> _BRIEF_:
Copy word for word the passage of the post on NPM and directory hardlinks that runs from "Side-by-side installations of" up to and including "directory entry exists.".

> _TEXT SECTION_:
NPM and Directory Hardlinks

05/11/2020 — 2 Min Read — In Software

NPM is famous for generating absurdly huge node_modules directories. A bit of this is due to JS developers having a great love of tiny packages, and each package has some overhead. A bigger chunk of it is due to NPM's rather brute force approach to dependency management: absent any instruction to use npm dedup it stores one copy of a package each time the package is depended upon. Combined with the default search path node.js uses trying ./node_modules/, ../node_modules/, ../../node_modules, etc., this works well enough, for very inefficient values of “well”¹.

Some of this is mitigated by npm dedup, but that can probably only work intelligently for a single project, so if you have lots of them lying around (and worse, not all in a consistent place), you still have lots of redundancy. So there's a few requirements for a serious improvment:

Each package should be stored as few times as possible, preferably once for everything that uses it.
Side-by-side installations of multiple versions of the same package need to be supported—this is why NPM generates such bigness to begin with!
It should be possible to write an accurate garbage collector.
Operation of the new system should be transparent. Ideally,
1. node could keep its import resolution algorithm² intact, and
2. users wouldn't normally have to worry where their packages are going.

As far as I can tell, a major impediment to this is that neither Windows nor Unix permits directory hardlinks. WebDAV does, but nobody uses WebDAV as the basis for an OS filesystem API³. In turn, there's two obvious limitations to adding directory hardlinks to POSIX (which technically allows them, but doesn't really say how they should work).

The .. directory entry exists.
Only empty directories can be deleted.

The second item is easy to deal with: Allow unlink() to work on directories with two or more links (fds don't count for this). The first is only easy to deal with if we don't care about .. producing useless results (which it already arguably does once symlinks get involved) or breaking compatibility by ditching .. and . altogether. But let us assume this is fine.

Once we have directory hardlinks, it becomes possible to very efficiently deduplicate across all projects on the same volume (well, hardlink scope). First, we establish a package cache someplace, say, storing $version of $package in $XDG_DATA_DIR/npm/packages/$package/$version. Then, we make a rule that a package's node_modules directory contains hardlinks to the cache. Say a package depends on react-dom version 17.0.1, calling npm install would execute the equivalent of ln node_modules/react-dom $XDG_DATA_DIR/npm/packages/react-dom/17.0.1, noting the lack of -s.

This way, each version package is stored exactly once, and we can easily find out which ones are unused: they have a link count of exactly one. To collect garbage, just keep deleting them until no more have such a link count.

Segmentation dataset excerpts
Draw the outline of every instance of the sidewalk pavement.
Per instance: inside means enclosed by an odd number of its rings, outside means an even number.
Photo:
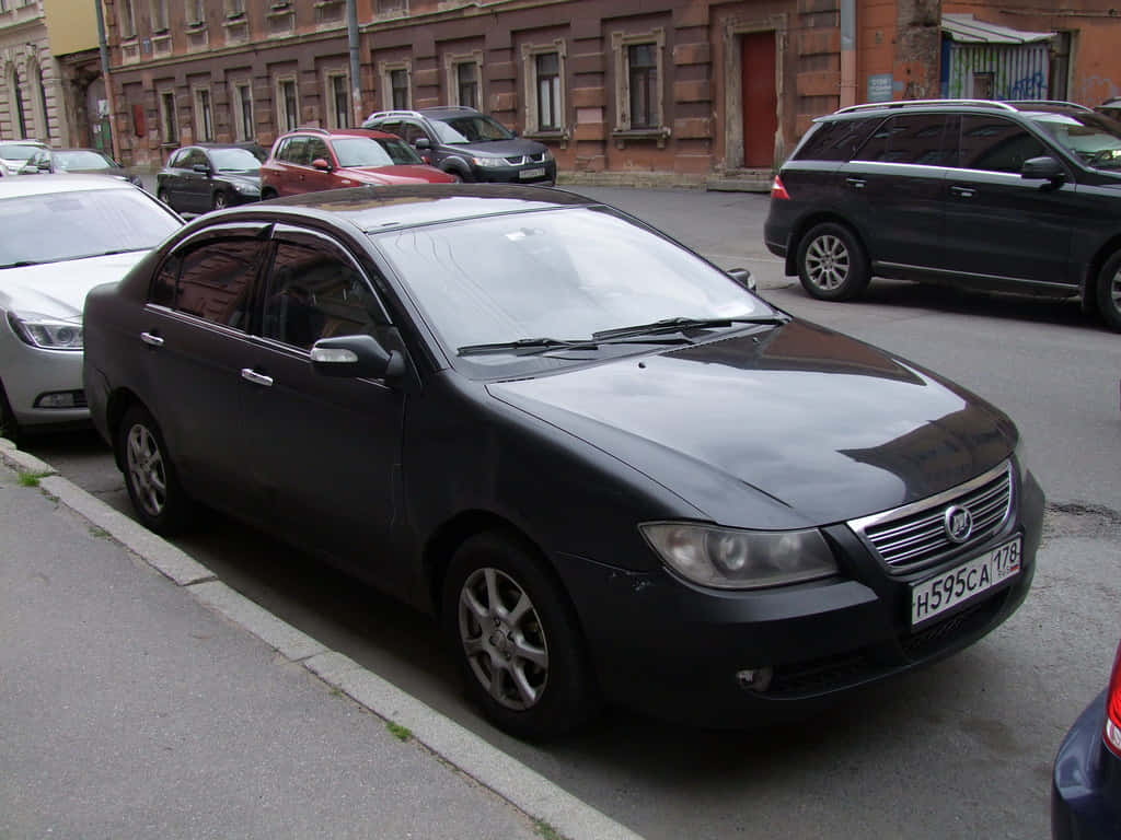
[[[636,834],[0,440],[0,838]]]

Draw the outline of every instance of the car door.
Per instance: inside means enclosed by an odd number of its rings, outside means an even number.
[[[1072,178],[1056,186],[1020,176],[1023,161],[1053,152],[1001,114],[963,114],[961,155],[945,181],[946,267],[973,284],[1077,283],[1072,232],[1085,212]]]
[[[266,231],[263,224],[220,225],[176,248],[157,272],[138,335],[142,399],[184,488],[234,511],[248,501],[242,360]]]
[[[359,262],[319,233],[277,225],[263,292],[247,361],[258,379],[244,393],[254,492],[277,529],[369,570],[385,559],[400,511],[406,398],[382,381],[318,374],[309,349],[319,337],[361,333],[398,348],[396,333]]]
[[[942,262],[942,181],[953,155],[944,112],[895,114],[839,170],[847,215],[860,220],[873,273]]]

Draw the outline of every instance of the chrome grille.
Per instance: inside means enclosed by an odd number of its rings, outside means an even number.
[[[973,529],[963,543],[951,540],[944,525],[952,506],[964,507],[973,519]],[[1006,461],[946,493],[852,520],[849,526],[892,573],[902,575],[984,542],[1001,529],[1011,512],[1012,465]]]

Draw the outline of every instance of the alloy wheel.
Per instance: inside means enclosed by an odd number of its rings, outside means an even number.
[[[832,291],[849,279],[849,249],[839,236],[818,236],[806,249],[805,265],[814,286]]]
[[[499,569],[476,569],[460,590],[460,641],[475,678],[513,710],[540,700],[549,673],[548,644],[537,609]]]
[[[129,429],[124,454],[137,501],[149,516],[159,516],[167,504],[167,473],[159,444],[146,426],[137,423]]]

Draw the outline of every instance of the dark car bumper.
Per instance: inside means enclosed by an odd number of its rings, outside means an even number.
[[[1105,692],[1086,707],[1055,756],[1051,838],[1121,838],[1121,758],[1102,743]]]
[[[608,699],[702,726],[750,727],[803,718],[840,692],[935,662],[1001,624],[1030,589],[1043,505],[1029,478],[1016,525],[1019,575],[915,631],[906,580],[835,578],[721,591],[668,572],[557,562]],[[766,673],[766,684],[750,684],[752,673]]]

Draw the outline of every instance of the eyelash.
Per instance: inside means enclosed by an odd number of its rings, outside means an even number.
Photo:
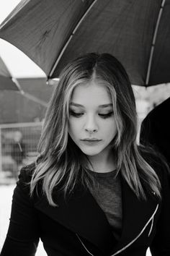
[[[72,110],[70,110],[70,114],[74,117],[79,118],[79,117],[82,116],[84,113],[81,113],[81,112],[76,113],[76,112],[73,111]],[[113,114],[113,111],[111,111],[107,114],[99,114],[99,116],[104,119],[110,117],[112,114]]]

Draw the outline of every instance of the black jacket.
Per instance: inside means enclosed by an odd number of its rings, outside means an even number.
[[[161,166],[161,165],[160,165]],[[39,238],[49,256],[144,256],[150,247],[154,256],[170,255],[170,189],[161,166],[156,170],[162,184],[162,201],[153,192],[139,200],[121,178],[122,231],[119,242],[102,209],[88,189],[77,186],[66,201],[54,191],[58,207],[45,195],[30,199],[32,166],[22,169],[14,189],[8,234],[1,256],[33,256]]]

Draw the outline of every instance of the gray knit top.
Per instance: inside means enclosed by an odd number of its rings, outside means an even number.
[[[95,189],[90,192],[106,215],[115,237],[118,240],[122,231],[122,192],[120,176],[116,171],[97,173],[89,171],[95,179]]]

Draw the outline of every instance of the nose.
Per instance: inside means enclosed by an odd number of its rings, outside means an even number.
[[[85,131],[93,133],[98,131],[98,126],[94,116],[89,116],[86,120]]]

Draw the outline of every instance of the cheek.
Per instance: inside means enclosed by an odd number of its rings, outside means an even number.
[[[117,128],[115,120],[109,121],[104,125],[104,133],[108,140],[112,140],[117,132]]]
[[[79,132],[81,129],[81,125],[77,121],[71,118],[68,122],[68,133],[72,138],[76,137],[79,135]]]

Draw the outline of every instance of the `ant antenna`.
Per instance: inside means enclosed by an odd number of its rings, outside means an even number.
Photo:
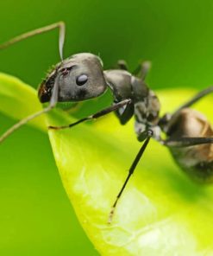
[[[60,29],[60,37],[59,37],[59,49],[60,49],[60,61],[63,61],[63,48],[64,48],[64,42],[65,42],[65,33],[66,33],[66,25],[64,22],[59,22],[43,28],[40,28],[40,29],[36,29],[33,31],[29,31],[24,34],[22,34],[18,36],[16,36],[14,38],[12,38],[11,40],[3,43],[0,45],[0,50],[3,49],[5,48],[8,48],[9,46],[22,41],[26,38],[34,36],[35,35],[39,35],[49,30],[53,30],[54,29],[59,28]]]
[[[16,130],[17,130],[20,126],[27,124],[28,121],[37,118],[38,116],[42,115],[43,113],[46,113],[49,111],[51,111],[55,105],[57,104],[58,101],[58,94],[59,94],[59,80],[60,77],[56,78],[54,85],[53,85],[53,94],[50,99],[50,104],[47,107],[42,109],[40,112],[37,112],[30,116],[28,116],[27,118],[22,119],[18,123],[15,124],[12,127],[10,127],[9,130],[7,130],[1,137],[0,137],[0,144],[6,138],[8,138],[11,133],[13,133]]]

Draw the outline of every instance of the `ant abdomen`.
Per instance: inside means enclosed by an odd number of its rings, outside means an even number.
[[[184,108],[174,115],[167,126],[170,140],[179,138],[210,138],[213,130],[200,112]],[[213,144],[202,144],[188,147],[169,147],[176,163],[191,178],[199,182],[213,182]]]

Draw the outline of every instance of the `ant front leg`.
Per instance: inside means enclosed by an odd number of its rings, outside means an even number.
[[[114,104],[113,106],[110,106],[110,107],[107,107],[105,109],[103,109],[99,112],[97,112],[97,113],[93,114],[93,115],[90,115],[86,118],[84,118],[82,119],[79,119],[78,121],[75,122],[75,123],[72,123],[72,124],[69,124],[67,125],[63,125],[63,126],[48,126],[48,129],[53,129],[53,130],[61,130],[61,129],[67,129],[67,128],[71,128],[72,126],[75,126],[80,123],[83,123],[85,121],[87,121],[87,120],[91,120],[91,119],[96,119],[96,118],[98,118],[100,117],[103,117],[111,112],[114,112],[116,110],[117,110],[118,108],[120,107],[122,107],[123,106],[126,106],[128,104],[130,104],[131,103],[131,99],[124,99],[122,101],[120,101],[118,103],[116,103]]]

* * *

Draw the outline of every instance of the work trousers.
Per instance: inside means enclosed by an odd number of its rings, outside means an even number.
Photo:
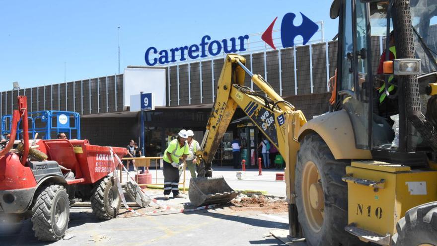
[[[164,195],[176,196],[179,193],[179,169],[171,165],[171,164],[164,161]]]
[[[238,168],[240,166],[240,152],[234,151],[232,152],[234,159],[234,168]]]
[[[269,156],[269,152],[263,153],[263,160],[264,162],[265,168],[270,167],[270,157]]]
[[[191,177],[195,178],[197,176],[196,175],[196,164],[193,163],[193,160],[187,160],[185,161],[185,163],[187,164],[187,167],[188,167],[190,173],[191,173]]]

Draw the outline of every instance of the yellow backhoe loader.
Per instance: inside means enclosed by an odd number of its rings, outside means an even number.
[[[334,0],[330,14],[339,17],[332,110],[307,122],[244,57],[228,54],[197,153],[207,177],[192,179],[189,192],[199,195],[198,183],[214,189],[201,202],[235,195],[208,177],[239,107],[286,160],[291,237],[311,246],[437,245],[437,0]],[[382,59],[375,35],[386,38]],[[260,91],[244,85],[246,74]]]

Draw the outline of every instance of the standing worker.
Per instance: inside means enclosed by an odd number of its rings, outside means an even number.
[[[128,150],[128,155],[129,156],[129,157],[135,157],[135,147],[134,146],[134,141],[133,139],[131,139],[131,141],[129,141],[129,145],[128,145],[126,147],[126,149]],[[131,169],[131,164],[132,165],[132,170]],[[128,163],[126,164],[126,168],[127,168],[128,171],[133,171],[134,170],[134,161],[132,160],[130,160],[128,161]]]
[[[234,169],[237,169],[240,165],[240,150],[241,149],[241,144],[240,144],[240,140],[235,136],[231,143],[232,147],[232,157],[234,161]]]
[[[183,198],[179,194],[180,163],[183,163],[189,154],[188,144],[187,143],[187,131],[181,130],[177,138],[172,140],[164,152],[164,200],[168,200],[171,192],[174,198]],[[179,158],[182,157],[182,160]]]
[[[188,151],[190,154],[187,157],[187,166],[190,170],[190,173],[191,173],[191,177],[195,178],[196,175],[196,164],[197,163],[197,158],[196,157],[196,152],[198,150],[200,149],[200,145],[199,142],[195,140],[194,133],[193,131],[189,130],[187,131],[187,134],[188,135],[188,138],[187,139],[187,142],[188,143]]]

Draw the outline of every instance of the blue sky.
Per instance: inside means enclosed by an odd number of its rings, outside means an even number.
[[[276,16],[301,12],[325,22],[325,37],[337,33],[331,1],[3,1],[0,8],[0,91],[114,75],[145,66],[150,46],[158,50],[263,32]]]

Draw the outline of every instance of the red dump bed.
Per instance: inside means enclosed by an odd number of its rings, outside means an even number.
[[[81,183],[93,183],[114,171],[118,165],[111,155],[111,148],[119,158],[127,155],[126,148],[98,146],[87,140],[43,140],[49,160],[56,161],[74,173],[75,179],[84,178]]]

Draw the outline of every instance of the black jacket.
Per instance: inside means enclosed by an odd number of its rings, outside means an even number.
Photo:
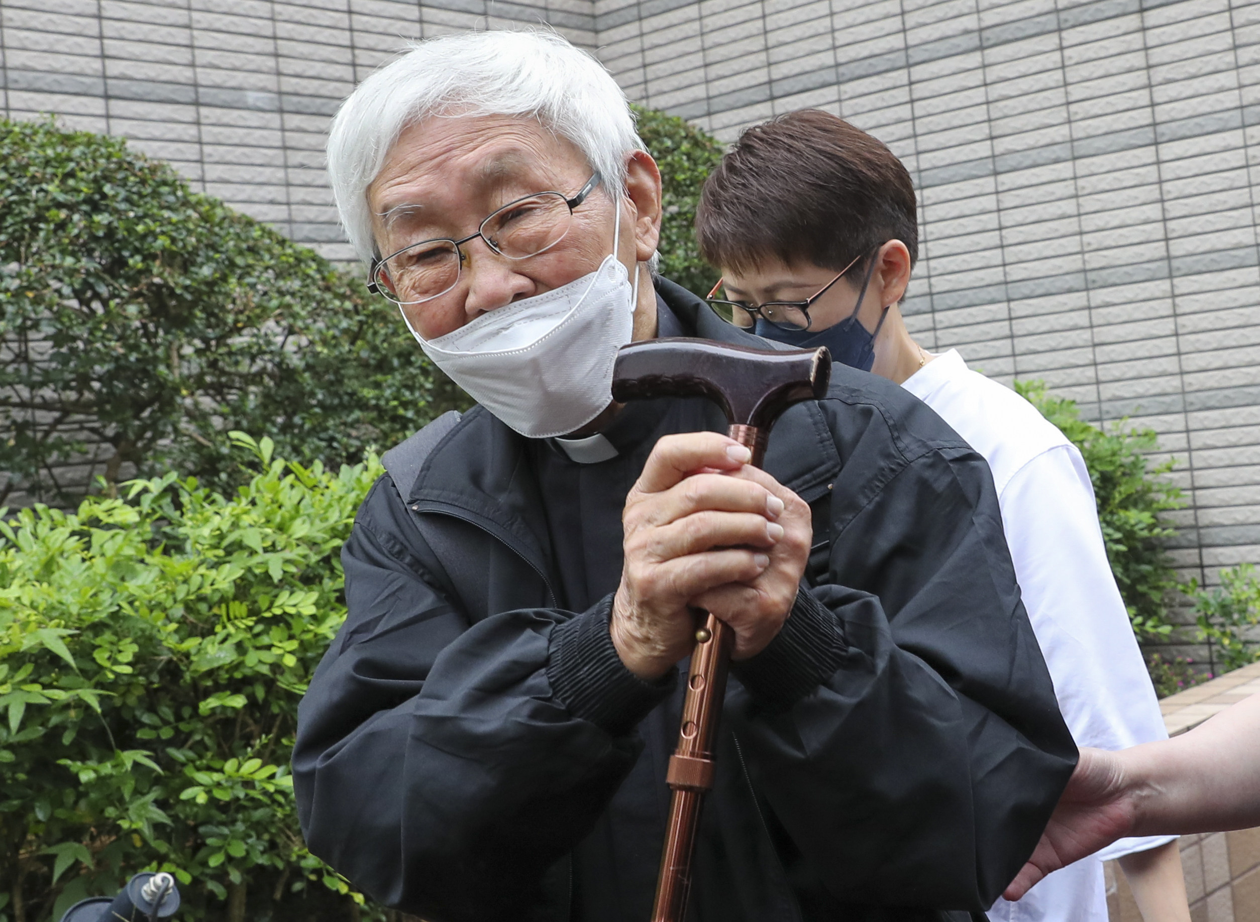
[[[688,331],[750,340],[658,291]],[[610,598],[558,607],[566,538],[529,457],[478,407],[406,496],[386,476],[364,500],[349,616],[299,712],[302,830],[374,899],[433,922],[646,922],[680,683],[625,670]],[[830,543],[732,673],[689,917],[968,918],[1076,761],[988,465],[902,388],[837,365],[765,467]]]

==

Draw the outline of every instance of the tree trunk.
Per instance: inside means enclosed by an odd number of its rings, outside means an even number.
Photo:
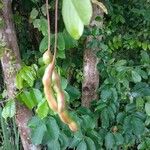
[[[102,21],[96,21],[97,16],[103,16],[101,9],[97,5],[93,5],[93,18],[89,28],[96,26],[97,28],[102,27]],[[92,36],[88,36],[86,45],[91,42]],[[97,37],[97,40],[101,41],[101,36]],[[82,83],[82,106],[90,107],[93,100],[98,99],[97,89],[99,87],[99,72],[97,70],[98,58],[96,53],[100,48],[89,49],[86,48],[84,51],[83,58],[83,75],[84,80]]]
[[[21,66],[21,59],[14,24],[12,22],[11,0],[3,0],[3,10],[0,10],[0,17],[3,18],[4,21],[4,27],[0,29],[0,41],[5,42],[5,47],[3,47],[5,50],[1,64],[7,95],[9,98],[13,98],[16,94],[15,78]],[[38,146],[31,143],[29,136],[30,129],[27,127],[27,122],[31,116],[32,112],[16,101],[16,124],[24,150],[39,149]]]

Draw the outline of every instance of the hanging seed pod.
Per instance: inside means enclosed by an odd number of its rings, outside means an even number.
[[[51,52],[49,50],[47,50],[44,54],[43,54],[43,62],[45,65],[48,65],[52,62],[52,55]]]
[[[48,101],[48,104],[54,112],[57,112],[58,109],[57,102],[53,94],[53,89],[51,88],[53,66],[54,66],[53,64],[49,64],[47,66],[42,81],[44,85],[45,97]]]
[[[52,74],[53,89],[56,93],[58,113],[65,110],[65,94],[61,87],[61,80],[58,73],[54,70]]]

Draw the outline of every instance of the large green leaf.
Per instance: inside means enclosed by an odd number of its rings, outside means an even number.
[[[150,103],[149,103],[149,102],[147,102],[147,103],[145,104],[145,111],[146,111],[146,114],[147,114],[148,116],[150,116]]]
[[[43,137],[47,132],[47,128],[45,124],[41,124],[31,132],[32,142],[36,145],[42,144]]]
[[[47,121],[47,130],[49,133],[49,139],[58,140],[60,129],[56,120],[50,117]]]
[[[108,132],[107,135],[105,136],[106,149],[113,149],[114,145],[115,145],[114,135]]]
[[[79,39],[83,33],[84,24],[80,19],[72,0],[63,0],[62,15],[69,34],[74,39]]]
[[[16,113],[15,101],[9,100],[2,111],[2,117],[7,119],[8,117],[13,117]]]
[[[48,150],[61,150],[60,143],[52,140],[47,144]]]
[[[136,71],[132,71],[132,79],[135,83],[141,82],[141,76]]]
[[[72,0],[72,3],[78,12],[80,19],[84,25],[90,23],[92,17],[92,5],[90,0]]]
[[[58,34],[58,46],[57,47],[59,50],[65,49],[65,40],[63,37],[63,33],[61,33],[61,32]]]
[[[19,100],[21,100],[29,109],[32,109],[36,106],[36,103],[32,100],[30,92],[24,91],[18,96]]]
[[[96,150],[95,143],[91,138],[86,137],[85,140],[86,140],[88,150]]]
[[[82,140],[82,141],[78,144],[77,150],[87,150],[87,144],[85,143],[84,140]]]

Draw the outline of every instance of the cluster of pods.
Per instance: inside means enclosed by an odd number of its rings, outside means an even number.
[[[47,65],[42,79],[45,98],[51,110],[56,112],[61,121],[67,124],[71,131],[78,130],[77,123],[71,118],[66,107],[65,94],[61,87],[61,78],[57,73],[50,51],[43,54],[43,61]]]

> _WORKED SOLUTION_:
Side-by-side installations of multiple versions of the same package need to be supported—this is why NPM generates such bigness to begin with!
It should be possible to write an accurate garbage collector.
Operation of the new system should be transparent. Ideally,
1. node could keep its import resolution algorithm² intact, and
2. users wouldn't normally have to worry where their packages are going.

As far as I can tell, a major impediment to this is that neither Windows nor Unix permits directory hardlinks. WebDAV does, but nobody uses WebDAV as the basis for an OS filesystem API³. In turn, there's two obvious limitations to adding directory hardlinks to POSIX (which technically allows them, but doesn't really say how they should work).

The .. directory entry exists.